> [PROBLEMS TO SOLVE]
**a.** In the barbecue thread, what brand of barbecue does GuitarsCanada own?
**b.** List every username that appears in the barbecue thread.
**c.** Decide whether each statement agrees with the barbecue thread, and quote the words that settle it: (i) The SS units are described as easy to clean. (ii) GuitarsCanada notes that Broil King is a Canadian company. (iii) Milkman calls vadsy's reply nasty and inappropriate.

> [TEXT PROVIDED]
=-=-=

I don't think any decent BBQ needs a "sear station" burner. A decent BBQ will burn your food, not just "sear" it if you are not careful.

BTW, staying clear of the SS units is a good idea. They look great in the store but don't stay that way for long and are very difficult to clean.


----------



## vadsy (Dec 2, 2010)

Steadfastly said:


> I don't think any decent BBQ needs a "sear station" burner. A decent BBQ will burn your food, not just "sear" it if you are not careful.
> 
> BTW, staying clear of the SS units is a good idea. They look great in the store but don't stay that way for long and are very difficult to clean.


My guess is, if you know as much about BBQ's as you do about guitars and amps I should do the opposite of what you suggest. Still, thank you for the input.


----------



## GuitarsCanada (Dec 30, 2005)

I have a Broil King that has serviced me very well for many years. Plus a Canadian company


----------



## Milkman (Feb 2, 2006)

vadsy said:


> My guess is, if you know as much about BBQ's as you do about guitars and amps I should do the opposite of what you suggest. Still, thank you for the input.



Wow, nasty and inappropriate.

Jumping on the band wagon I see.


----------



## vadsy (Dec 2, 2010)

I wouldn't call it inappropriate and as far as the band wagon, I've been on it for a long time.

=-=-=

> [PROVIDED MATERIAL]
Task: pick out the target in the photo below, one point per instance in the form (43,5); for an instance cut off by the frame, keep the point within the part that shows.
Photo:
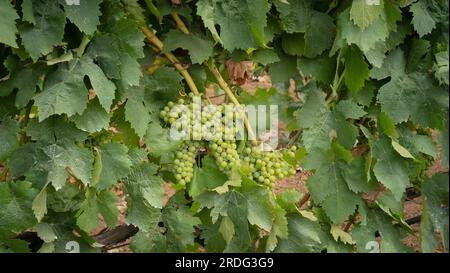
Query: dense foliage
(83,86)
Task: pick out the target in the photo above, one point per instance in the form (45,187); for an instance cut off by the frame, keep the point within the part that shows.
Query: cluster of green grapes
(184,161)
(225,153)
(268,166)
(265,166)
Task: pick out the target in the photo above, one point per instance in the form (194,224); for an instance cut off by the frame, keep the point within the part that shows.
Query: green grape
(265,166)
(184,162)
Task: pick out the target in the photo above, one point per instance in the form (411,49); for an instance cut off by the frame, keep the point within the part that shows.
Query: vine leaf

=-=-=

> [RESPONSES PER TASK]
**a.** A Broil King.

**b.** Steadfastly, vadsy, GuitarsCanada, Milkman

**c.**
(i) No: "are very difficult to clean"
(ii) Yes: "Plus a Canadian company"
(iii) Yes: "Wow, nasty and inappropriate."